[[ Dataset extract, beginning ]]

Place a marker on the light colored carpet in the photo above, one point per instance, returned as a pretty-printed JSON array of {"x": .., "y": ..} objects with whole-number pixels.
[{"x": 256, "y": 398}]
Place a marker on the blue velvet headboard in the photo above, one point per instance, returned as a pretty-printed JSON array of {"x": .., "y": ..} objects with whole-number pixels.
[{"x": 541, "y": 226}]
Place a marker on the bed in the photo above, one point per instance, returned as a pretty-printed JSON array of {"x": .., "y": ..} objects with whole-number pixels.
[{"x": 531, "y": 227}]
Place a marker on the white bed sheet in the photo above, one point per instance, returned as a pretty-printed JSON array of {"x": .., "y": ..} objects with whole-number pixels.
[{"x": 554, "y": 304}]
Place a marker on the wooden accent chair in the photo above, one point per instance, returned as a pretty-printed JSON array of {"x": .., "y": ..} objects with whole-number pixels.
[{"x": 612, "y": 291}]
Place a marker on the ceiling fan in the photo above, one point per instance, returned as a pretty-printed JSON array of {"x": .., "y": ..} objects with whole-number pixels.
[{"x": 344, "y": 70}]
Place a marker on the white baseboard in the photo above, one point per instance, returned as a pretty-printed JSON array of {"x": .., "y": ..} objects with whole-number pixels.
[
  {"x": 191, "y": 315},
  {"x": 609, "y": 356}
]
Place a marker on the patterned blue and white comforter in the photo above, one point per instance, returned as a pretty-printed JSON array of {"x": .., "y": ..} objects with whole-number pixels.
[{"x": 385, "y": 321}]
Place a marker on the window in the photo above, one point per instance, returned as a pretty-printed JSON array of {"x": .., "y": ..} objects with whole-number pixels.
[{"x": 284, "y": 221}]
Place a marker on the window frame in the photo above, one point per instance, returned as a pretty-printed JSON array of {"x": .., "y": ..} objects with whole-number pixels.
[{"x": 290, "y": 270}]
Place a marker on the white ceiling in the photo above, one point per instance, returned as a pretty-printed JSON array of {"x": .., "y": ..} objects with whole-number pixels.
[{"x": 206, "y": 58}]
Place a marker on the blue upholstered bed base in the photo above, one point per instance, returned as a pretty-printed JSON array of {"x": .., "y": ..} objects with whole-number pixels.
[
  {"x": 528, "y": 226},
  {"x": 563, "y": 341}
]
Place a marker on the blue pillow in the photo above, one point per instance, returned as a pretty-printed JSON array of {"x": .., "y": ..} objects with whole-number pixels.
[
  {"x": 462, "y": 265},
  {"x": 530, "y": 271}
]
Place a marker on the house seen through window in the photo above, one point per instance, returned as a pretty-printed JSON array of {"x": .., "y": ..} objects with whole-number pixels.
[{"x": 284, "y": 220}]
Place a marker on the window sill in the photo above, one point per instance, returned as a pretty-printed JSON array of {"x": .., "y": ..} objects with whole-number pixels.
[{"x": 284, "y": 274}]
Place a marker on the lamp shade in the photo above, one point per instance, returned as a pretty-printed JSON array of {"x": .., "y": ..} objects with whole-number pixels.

[[ Dataset extract, end ]]

### Exercise
After reading the records above, transcribe them verbatim.

### Result for this task
Place a marker on the light colored carpet in the photo above, one point per instance, returned as a pretty-printed JSON array of {"x": .., "y": ..} objects with whole-number pixels.
[{"x": 256, "y": 398}]
Place a marker on the blue velvet headboard in the photo above, one point per instance, returned as a pretty-printed JSON array of {"x": .., "y": ..} objects with whole-number pixels.
[{"x": 541, "y": 226}]
Place a marker on the bed in the photo above, one point per instance, returned as a pretty-printed JSON array of {"x": .., "y": ..} objects with whole-number pixels.
[{"x": 531, "y": 227}]
Place a marker on the white bed sheet in the photo above, one point per instance, returned as a pretty-printed JSON array of {"x": .., "y": ..} objects with whole-number pixels.
[{"x": 554, "y": 304}]
Place a marker on the wooden accent chair in the photo above, one point per instance, returned as a pretty-printed JSON array of {"x": .., "y": ..} objects with whole-number pixels.
[{"x": 612, "y": 291}]
Place a marker on the ceiling fan in the photo above, one point per instance, returned as a pretty-printed JSON array of {"x": .., "y": ..} objects with whole-number pixels.
[{"x": 344, "y": 70}]
Place a marker on the white baseboard in the photo above, one point per instance, returned as a pretty-printed JSON array of {"x": .., "y": ..} objects with whole-number pixels.
[
  {"x": 191, "y": 315},
  {"x": 609, "y": 356}
]
Place a marker on the patterned blue and white comforter in the photo above, one point per instance, returned as a pretty-printed JSON array of {"x": .., "y": ..} objects with whole-number pixels.
[{"x": 385, "y": 321}]
Place a marker on the window in the photo above, one point per instance, returned as a pretty-printed JSON array of {"x": .., "y": ..} objects with whole-number pixels.
[{"x": 284, "y": 221}]
Place a marker on the window frame in the photo above, one point per instance, returned as a pretty-printed JSON array of {"x": .., "y": ..} objects with whole-number pixels.
[{"x": 290, "y": 270}]
Place a marker on the white ceiling in the photo above, one point per instance, returned as a pretty-printed JSON array of {"x": .., "y": ..} objects with whole-number pixels.
[{"x": 206, "y": 58}]
Place a marker on the blue upholstered bed base in the photo above, one point per instance, returned as a pretty-printed JSON array of {"x": .., "y": ..} objects with whole-number pixels.
[
  {"x": 528, "y": 226},
  {"x": 563, "y": 341}
]
Place a marker on the blue pillow in the photo above, one point per instance, returned as a pretty-printed JSON array of {"x": .., "y": ..} objects with whole-number pixels.
[
  {"x": 462, "y": 265},
  {"x": 530, "y": 271}
]
Place a marker on the house seen through window in the photo above, one point per instance, returned as a pretty-printed JSON array of {"x": .., "y": ..} objects with whole-number pixels.
[{"x": 284, "y": 220}]
Place a marker on the window sill in the photo above, one point per instance, returned as a pretty-printed JSON array of {"x": .., "y": ..} objects with whole-number pixels.
[{"x": 284, "y": 274}]
Place a marker on the lamp shade in the photo above, one point per instance, returned as a pretty-printed JSON array of {"x": .., "y": ..} objects with whole-number pixels.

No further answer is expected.